------ Dataset records ------

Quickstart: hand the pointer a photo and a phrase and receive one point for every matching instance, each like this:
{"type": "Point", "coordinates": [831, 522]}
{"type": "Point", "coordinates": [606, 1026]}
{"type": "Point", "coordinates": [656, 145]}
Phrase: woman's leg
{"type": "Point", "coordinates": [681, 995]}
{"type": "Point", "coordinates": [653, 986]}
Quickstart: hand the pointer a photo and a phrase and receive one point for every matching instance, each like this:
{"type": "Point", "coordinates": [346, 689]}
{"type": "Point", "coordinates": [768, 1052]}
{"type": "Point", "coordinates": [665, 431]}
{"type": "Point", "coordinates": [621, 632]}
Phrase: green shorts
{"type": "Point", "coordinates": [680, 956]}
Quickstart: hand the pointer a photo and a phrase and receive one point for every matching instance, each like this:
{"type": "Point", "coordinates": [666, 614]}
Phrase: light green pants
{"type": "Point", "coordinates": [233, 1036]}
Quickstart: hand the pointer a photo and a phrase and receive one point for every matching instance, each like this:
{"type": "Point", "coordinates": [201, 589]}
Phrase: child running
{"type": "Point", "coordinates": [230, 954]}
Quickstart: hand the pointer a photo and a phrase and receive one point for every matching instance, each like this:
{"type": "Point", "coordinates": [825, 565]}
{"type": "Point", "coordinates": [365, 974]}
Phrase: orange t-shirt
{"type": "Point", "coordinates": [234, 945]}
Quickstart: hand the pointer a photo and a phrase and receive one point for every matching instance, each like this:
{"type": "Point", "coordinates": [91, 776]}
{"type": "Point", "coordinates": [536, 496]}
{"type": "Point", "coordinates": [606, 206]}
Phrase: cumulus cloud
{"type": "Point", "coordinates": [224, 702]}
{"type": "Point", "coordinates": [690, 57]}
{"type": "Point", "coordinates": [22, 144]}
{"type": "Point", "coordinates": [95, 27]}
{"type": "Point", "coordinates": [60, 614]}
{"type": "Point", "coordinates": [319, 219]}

------

Your task is to retype all the records above with nothing left out.

◆ **The output**
Quickstart: hand the pointer a photo and a phrase and receive one point for every matching instance, each like this:
{"type": "Point", "coordinates": [831, 522]}
{"type": "Point", "coordinates": [606, 1026]}
{"type": "Point", "coordinates": [656, 145]}
Phrase: woman's leg
{"type": "Point", "coordinates": [681, 995]}
{"type": "Point", "coordinates": [653, 986]}
Quickstart: hand the pointer a photo and a phrase and receive one point for every matching instance, each like this:
{"type": "Point", "coordinates": [346, 689]}
{"type": "Point", "coordinates": [768, 1052]}
{"type": "Point", "coordinates": [665, 431]}
{"type": "Point", "coordinates": [621, 632]}
Phrase: green shorts
{"type": "Point", "coordinates": [680, 956]}
Quickstart: hand the pointer a photo and a phrase and receive one point for every matching instance, each like this:
{"type": "Point", "coordinates": [666, 614]}
Phrase: light green pants
{"type": "Point", "coordinates": [233, 1036]}
Quickstart: hand the pointer a photo and a phrase and receive one point for every matching instance, each like this:
{"type": "Point", "coordinates": [201, 589]}
Phrase: child running
{"type": "Point", "coordinates": [230, 954]}
Quickstart: hand the pointer a photo and a phrase and receive one point for every matching instance, each like this:
{"type": "Point", "coordinates": [825, 565]}
{"type": "Point", "coordinates": [365, 974]}
Phrase: orange t-shirt
{"type": "Point", "coordinates": [234, 945]}
Quickstart: hand the pointer a photo and a phrase and receive one point for every matching instance, each like this:
{"type": "Point", "coordinates": [91, 776]}
{"type": "Point", "coordinates": [536, 496]}
{"type": "Point", "coordinates": [606, 206]}
Phrase: cumulus cloud
{"type": "Point", "coordinates": [224, 702]}
{"type": "Point", "coordinates": [690, 57]}
{"type": "Point", "coordinates": [22, 144]}
{"type": "Point", "coordinates": [95, 27]}
{"type": "Point", "coordinates": [60, 614]}
{"type": "Point", "coordinates": [319, 219]}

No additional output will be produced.